*** Opening GIVEN INFORMATION ***
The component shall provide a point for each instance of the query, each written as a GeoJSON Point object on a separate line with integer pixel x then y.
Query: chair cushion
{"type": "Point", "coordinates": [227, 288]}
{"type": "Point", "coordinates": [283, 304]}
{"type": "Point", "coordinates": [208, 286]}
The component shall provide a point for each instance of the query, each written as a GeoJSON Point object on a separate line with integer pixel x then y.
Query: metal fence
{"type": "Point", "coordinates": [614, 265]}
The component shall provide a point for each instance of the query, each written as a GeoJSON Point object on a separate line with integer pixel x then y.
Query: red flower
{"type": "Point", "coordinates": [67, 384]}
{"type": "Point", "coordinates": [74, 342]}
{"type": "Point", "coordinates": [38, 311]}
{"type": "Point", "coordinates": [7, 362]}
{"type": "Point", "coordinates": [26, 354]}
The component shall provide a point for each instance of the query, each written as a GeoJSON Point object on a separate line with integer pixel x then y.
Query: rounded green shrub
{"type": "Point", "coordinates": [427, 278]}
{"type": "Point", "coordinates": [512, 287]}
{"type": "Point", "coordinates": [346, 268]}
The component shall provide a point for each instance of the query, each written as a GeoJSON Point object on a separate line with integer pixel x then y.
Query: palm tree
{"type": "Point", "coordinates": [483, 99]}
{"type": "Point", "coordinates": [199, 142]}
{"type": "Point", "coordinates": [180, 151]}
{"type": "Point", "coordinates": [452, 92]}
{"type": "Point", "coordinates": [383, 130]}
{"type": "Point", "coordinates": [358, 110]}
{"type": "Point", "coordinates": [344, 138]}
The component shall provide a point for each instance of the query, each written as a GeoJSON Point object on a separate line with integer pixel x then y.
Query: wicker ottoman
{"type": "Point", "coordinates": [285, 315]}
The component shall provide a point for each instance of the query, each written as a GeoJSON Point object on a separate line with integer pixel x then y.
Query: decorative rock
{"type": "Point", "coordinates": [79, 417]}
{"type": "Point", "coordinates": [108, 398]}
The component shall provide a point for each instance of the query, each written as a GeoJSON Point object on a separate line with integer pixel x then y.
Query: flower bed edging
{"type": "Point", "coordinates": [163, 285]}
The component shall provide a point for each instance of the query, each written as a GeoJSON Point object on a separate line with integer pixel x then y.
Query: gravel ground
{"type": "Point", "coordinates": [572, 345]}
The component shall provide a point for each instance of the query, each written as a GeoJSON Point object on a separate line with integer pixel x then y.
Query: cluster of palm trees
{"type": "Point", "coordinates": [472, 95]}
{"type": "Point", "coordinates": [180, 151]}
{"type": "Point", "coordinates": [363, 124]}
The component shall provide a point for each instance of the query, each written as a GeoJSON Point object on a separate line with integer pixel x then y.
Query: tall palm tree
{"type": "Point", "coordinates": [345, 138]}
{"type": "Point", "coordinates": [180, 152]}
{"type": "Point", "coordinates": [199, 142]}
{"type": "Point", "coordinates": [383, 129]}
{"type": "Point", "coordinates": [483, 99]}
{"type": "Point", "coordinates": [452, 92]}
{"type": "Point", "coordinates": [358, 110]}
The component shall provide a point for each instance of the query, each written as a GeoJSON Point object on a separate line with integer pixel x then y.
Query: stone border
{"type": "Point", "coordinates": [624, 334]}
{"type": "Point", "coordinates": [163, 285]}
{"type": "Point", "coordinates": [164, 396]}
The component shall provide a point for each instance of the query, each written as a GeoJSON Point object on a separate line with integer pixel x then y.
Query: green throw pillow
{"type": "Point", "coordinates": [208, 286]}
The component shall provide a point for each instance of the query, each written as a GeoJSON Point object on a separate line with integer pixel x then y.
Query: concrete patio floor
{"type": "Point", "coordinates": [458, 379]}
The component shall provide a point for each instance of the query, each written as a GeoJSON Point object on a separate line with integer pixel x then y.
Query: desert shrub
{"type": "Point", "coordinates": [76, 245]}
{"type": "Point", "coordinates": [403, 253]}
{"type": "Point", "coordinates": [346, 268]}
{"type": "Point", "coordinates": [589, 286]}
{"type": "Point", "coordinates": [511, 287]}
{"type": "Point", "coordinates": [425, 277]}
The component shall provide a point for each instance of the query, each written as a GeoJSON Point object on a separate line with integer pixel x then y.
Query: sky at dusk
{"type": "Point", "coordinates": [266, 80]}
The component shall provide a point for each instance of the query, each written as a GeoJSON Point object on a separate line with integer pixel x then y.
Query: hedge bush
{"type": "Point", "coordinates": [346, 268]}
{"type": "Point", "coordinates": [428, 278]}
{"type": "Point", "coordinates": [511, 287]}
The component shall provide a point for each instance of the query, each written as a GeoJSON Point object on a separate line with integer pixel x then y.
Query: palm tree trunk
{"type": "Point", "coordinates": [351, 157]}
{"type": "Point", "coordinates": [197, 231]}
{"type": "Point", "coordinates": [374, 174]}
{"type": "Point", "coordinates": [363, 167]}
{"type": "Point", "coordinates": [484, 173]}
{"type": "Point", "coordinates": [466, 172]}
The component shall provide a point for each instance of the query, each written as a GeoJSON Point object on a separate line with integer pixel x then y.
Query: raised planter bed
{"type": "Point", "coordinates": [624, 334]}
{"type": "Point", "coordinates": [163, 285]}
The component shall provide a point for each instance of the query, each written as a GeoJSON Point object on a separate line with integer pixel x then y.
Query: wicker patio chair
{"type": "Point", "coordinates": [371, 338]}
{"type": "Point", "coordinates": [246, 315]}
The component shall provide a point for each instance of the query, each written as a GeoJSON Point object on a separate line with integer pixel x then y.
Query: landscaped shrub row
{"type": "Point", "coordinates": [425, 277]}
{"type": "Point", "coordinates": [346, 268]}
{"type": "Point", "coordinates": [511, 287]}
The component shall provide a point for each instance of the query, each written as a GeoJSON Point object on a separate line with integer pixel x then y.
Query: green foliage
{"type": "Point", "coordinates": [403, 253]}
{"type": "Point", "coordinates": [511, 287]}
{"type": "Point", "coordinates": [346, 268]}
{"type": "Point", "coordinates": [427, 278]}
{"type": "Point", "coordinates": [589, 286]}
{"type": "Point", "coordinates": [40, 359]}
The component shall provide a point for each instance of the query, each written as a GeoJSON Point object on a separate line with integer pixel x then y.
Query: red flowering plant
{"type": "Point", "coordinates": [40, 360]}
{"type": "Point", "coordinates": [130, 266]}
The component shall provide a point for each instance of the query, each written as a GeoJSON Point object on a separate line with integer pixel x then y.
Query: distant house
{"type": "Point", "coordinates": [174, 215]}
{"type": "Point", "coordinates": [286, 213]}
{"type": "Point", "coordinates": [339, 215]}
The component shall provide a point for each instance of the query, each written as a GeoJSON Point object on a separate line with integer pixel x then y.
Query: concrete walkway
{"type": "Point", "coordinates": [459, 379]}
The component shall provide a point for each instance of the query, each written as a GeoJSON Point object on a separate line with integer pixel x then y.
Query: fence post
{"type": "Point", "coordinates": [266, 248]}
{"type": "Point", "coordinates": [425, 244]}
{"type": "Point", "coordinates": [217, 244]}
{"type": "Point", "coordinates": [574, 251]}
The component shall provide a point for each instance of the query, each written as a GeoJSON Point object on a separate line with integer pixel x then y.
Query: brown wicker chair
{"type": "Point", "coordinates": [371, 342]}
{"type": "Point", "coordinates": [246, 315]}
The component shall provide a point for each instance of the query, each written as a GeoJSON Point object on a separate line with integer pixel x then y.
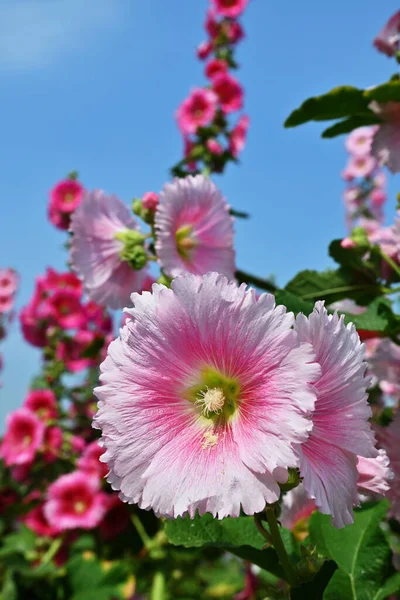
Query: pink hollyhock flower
{"type": "Point", "coordinates": [116, 520]}
{"type": "Point", "coordinates": [374, 474]}
{"type": "Point", "coordinates": [95, 250]}
{"type": "Point", "coordinates": [23, 437]}
{"type": "Point", "coordinates": [198, 110]}
{"type": "Point", "coordinates": [297, 508]}
{"type": "Point", "coordinates": [229, 92]}
{"type": "Point", "coordinates": [74, 501]}
{"type": "Point", "coordinates": [387, 40]}
{"type": "Point", "coordinates": [361, 166]}
{"type": "Point", "coordinates": [90, 461]}
{"type": "Point", "coordinates": [65, 197]}
{"type": "Point", "coordinates": [341, 431]}
{"type": "Point", "coordinates": [8, 282]}
{"type": "Point", "coordinates": [206, 375]}
{"type": "Point", "coordinates": [43, 403]}
{"type": "Point", "coordinates": [214, 147]}
{"type": "Point", "coordinates": [6, 304]}
{"type": "Point", "coordinates": [203, 50]}
{"type": "Point", "coordinates": [238, 135]}
{"type": "Point", "coordinates": [36, 520]}
{"type": "Point", "coordinates": [194, 228]}
{"type": "Point", "coordinates": [216, 67]}
{"type": "Point", "coordinates": [386, 144]}
{"type": "Point", "coordinates": [150, 200]}
{"type": "Point", "coordinates": [230, 8]}
{"type": "Point", "coordinates": [359, 142]}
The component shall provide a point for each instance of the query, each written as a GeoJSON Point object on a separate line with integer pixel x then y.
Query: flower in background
{"type": "Point", "coordinates": [65, 197]}
{"type": "Point", "coordinates": [194, 228]}
{"type": "Point", "coordinates": [96, 249]}
{"type": "Point", "coordinates": [341, 431]}
{"type": "Point", "coordinates": [206, 375]}
{"type": "Point", "coordinates": [198, 110]}
{"type": "Point", "coordinates": [387, 40]}
{"type": "Point", "coordinates": [23, 437]}
{"type": "Point", "coordinates": [74, 501]}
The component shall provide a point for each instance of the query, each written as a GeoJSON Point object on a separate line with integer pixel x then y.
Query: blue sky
{"type": "Point", "coordinates": [93, 86]}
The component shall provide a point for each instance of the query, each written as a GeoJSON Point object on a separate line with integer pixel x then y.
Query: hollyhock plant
{"type": "Point", "coordinates": [96, 250]}
{"type": "Point", "coordinates": [205, 374]}
{"type": "Point", "coordinates": [229, 92]}
{"type": "Point", "coordinates": [387, 40]}
{"type": "Point", "coordinates": [198, 110]}
{"type": "Point", "coordinates": [341, 431]}
{"type": "Point", "coordinates": [74, 501]}
{"type": "Point", "coordinates": [194, 228]}
{"type": "Point", "coordinates": [23, 437]}
{"type": "Point", "coordinates": [43, 403]}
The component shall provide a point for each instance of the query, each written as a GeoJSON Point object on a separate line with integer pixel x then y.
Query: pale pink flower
{"type": "Point", "coordinates": [230, 8]}
{"type": "Point", "coordinates": [341, 431]}
{"type": "Point", "coordinates": [150, 200]}
{"type": "Point", "coordinates": [361, 166]}
{"type": "Point", "coordinates": [229, 92]}
{"type": "Point", "coordinates": [74, 501]}
{"type": "Point", "coordinates": [238, 135]}
{"type": "Point", "coordinates": [194, 228]}
{"type": "Point", "coordinates": [359, 142]}
{"type": "Point", "coordinates": [387, 40]}
{"type": "Point", "coordinates": [43, 403]}
{"type": "Point", "coordinates": [198, 110]}
{"type": "Point", "coordinates": [95, 251]}
{"type": "Point", "coordinates": [214, 386]}
{"type": "Point", "coordinates": [23, 437]}
{"type": "Point", "coordinates": [8, 282]}
{"type": "Point", "coordinates": [374, 474]}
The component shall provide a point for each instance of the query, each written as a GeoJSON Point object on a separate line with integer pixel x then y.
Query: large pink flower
{"type": "Point", "coordinates": [95, 250]}
{"type": "Point", "coordinates": [194, 228]}
{"type": "Point", "coordinates": [73, 501]}
{"type": "Point", "coordinates": [230, 8]}
{"type": "Point", "coordinates": [23, 437]}
{"type": "Point", "coordinates": [198, 110]}
{"type": "Point", "coordinates": [387, 40]}
{"type": "Point", "coordinates": [341, 430]}
{"type": "Point", "coordinates": [203, 397]}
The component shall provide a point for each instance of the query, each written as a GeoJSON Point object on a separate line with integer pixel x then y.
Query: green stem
{"type": "Point", "coordinates": [158, 586]}
{"type": "Point", "coordinates": [146, 540]}
{"type": "Point", "coordinates": [279, 546]}
{"type": "Point", "coordinates": [262, 284]}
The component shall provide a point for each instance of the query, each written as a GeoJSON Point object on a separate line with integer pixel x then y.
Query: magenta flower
{"type": "Point", "coordinates": [214, 385]}
{"type": "Point", "coordinates": [74, 501]}
{"type": "Point", "coordinates": [341, 431]}
{"type": "Point", "coordinates": [43, 403]}
{"type": "Point", "coordinates": [95, 250]}
{"type": "Point", "coordinates": [387, 40]}
{"type": "Point", "coordinates": [230, 8]}
{"type": "Point", "coordinates": [229, 92]}
{"type": "Point", "coordinates": [198, 110]}
{"type": "Point", "coordinates": [194, 228]}
{"type": "Point", "coordinates": [23, 437]}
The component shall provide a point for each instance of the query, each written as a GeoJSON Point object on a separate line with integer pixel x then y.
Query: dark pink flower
{"type": "Point", "coordinates": [24, 435]}
{"type": "Point", "coordinates": [229, 92]}
{"type": "Point", "coordinates": [74, 501]}
{"type": "Point", "coordinates": [387, 40]}
{"type": "Point", "coordinates": [43, 403]}
{"type": "Point", "coordinates": [198, 110]}
{"type": "Point", "coordinates": [230, 8]}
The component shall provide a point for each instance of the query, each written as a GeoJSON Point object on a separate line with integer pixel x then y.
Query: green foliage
{"type": "Point", "coordinates": [361, 552]}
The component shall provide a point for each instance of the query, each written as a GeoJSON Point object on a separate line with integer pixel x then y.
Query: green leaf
{"type": "Point", "coordinates": [387, 92]}
{"type": "Point", "coordinates": [360, 550]}
{"type": "Point", "coordinates": [340, 102]}
{"type": "Point", "coordinates": [349, 124]}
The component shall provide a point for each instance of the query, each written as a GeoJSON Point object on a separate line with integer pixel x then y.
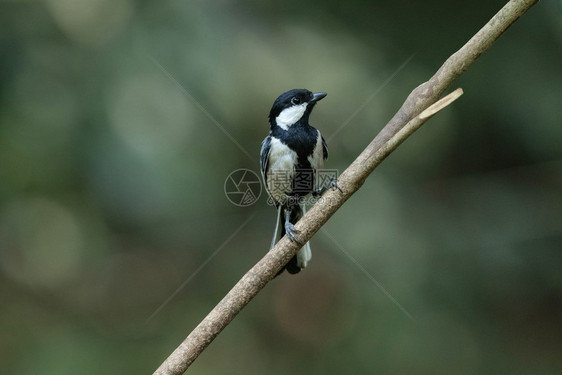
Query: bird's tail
{"type": "Point", "coordinates": [303, 256]}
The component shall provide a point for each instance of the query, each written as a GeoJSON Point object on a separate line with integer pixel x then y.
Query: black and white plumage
{"type": "Point", "coordinates": [290, 157]}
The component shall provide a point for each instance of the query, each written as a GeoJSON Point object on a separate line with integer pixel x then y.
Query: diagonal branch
{"type": "Point", "coordinates": [414, 112]}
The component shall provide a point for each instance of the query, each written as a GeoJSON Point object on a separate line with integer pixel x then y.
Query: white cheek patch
{"type": "Point", "coordinates": [289, 116]}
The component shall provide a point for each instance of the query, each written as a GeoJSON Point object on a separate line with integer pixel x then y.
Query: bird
{"type": "Point", "coordinates": [291, 156]}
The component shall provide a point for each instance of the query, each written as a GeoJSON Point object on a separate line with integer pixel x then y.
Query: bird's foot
{"type": "Point", "coordinates": [333, 184]}
{"type": "Point", "coordinates": [291, 232]}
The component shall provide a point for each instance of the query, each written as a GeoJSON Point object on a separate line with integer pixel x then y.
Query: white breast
{"type": "Point", "coordinates": [316, 160]}
{"type": "Point", "coordinates": [281, 170]}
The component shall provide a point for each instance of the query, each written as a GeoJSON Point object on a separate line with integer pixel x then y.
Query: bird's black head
{"type": "Point", "coordinates": [293, 106]}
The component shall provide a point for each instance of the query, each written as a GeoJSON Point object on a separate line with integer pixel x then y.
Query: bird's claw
{"type": "Point", "coordinates": [333, 184]}
{"type": "Point", "coordinates": [291, 232]}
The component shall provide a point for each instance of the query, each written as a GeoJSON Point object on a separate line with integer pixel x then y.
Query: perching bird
{"type": "Point", "coordinates": [290, 157]}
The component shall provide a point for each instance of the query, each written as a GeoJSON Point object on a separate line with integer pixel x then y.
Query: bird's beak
{"type": "Point", "coordinates": [317, 96]}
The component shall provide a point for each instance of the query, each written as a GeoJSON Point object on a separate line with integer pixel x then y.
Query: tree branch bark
{"type": "Point", "coordinates": [411, 115]}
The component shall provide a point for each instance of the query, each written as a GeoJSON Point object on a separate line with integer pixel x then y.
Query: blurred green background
{"type": "Point", "coordinates": [120, 121]}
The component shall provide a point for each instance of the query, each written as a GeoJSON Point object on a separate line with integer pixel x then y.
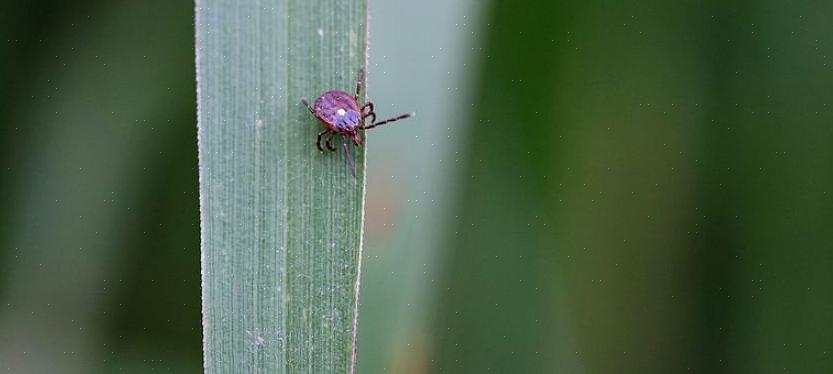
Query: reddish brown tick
{"type": "Point", "coordinates": [341, 115]}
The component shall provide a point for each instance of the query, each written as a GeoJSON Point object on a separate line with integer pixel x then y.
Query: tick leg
{"type": "Point", "coordinates": [370, 114]}
{"type": "Point", "coordinates": [318, 142]}
{"type": "Point", "coordinates": [394, 119]}
{"type": "Point", "coordinates": [367, 105]}
{"type": "Point", "coordinates": [306, 103]}
{"type": "Point", "coordinates": [359, 80]}
{"type": "Point", "coordinates": [330, 145]}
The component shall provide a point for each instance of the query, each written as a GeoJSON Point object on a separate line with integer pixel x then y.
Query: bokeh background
{"type": "Point", "coordinates": [589, 187]}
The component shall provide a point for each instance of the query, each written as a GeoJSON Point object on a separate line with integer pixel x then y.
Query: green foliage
{"type": "Point", "coordinates": [646, 190]}
{"type": "Point", "coordinates": [281, 221]}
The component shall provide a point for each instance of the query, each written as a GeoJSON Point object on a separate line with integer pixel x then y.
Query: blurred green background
{"type": "Point", "coordinates": [589, 187]}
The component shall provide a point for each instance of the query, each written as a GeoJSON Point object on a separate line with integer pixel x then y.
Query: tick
{"type": "Point", "coordinates": [341, 115]}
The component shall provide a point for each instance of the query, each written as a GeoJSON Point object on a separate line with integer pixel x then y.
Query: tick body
{"type": "Point", "coordinates": [341, 115]}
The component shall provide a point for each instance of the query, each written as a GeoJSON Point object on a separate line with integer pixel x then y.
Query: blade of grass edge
{"type": "Point", "coordinates": [281, 222]}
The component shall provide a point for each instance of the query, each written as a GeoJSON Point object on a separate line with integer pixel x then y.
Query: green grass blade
{"type": "Point", "coordinates": [281, 221]}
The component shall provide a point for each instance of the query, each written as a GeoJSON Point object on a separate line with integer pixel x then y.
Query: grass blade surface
{"type": "Point", "coordinates": [281, 221]}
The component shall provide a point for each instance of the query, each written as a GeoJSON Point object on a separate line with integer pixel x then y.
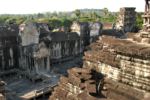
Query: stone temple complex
{"type": "Point", "coordinates": [113, 69]}
{"type": "Point", "coordinates": [126, 19]}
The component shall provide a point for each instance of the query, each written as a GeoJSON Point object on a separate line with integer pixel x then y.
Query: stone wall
{"type": "Point", "coordinates": [124, 69]}
{"type": "Point", "coordinates": [126, 19]}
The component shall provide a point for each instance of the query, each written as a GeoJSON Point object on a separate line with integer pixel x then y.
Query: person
{"type": "Point", "coordinates": [147, 5]}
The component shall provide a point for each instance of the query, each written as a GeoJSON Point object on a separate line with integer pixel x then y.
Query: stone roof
{"type": "Point", "coordinates": [62, 36]}
{"type": "Point", "coordinates": [9, 30]}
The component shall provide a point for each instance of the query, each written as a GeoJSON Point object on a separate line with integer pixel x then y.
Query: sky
{"type": "Point", "coordinates": [40, 6]}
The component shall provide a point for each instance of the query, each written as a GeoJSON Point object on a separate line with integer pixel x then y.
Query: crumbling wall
{"type": "Point", "coordinates": [2, 90]}
{"type": "Point", "coordinates": [126, 19]}
{"type": "Point", "coordinates": [124, 66]}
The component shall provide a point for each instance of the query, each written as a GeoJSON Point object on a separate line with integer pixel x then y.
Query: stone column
{"type": "Point", "coordinates": [48, 63]}
{"type": "Point", "coordinates": [36, 66]}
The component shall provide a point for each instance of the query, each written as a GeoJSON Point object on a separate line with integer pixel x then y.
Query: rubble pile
{"type": "Point", "coordinates": [79, 85]}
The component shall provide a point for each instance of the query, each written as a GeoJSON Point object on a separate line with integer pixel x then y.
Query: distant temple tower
{"type": "Point", "coordinates": [126, 19]}
{"type": "Point", "coordinates": [145, 33]}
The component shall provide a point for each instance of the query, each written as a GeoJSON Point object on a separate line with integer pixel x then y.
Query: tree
{"type": "Point", "coordinates": [106, 12]}
{"type": "Point", "coordinates": [78, 13]}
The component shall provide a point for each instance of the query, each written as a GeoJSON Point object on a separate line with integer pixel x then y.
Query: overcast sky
{"type": "Point", "coordinates": [36, 6]}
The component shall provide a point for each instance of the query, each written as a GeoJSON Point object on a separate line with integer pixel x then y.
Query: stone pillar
{"type": "Point", "coordinates": [36, 66]}
{"type": "Point", "coordinates": [48, 63]}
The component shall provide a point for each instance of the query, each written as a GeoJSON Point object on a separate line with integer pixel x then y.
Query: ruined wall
{"type": "Point", "coordinates": [124, 66]}
{"type": "Point", "coordinates": [2, 90]}
{"type": "Point", "coordinates": [126, 19]}
{"type": "Point", "coordinates": [8, 47]}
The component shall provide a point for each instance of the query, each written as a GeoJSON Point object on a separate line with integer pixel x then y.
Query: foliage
{"type": "Point", "coordinates": [59, 19]}
{"type": "Point", "coordinates": [139, 21]}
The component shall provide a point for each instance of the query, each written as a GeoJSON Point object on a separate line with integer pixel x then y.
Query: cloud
{"type": "Point", "coordinates": [36, 6]}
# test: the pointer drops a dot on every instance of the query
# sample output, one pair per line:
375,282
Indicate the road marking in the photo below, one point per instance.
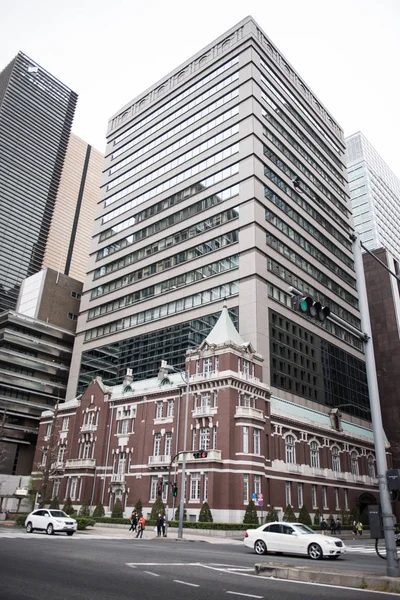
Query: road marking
186,583
246,595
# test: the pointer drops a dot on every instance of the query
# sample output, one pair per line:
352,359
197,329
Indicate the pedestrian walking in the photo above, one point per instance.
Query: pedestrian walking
164,526
333,526
159,524
133,521
324,526
338,526
140,526
359,527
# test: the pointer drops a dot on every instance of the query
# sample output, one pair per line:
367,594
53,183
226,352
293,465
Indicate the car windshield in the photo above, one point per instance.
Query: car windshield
58,513
304,529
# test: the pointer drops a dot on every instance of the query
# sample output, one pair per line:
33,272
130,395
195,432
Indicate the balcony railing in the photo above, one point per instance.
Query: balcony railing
249,412
88,427
162,460
80,463
204,411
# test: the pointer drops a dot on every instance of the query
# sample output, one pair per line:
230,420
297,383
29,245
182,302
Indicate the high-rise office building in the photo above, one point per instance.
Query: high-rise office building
225,179
36,112
375,196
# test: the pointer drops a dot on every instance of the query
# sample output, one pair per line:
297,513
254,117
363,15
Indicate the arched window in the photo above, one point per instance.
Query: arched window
354,462
314,454
371,466
335,459
290,450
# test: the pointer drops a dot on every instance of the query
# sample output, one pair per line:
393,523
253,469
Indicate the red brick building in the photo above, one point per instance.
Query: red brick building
117,442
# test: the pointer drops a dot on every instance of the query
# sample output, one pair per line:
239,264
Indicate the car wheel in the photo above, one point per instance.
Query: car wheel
29,528
260,547
315,551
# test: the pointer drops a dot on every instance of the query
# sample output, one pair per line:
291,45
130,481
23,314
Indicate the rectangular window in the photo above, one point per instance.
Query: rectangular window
337,506
324,497
288,492
157,444
300,501
245,489
245,440
195,486
314,496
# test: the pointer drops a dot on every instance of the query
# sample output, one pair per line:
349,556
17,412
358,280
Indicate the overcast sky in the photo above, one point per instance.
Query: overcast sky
108,52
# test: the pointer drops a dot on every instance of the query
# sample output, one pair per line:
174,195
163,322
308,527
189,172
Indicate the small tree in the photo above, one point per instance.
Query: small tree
68,507
272,515
250,516
304,516
117,512
158,507
54,503
205,515
84,510
289,515
177,514
139,507
98,511
317,518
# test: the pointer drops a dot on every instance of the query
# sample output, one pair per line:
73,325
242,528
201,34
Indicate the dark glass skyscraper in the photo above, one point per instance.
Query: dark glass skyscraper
36,113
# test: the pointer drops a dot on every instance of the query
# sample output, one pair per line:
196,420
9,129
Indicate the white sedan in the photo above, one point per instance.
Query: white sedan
50,521
293,538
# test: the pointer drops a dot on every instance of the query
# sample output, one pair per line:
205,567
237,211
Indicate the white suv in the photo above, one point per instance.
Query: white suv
50,521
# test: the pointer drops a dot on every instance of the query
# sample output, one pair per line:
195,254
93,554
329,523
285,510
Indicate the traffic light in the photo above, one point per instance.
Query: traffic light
200,454
307,305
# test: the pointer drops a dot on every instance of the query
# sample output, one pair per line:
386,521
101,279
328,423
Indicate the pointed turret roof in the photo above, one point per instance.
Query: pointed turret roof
224,331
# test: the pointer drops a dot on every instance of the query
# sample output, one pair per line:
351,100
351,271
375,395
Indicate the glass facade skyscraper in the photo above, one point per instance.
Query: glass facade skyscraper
36,113
199,204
*** Closing GIVEN INFORMATION ***
[EXERCISE PROMPT] From the data above, return every line from the line that has "Indicate the car windshield" up to and including the line that has "Indicate the balcony", exactly.

[RESULT OF THIS EXERCISE]
Indicate the car windshield in the photo above, one point per instance.
Query: car windshield
58,513
304,529
# test: the pointer drops a dot on every instance of the query
# sample output, one pair per line:
33,272
130,395
195,432
Indicate the balcony railing in the photo above, one point per instance.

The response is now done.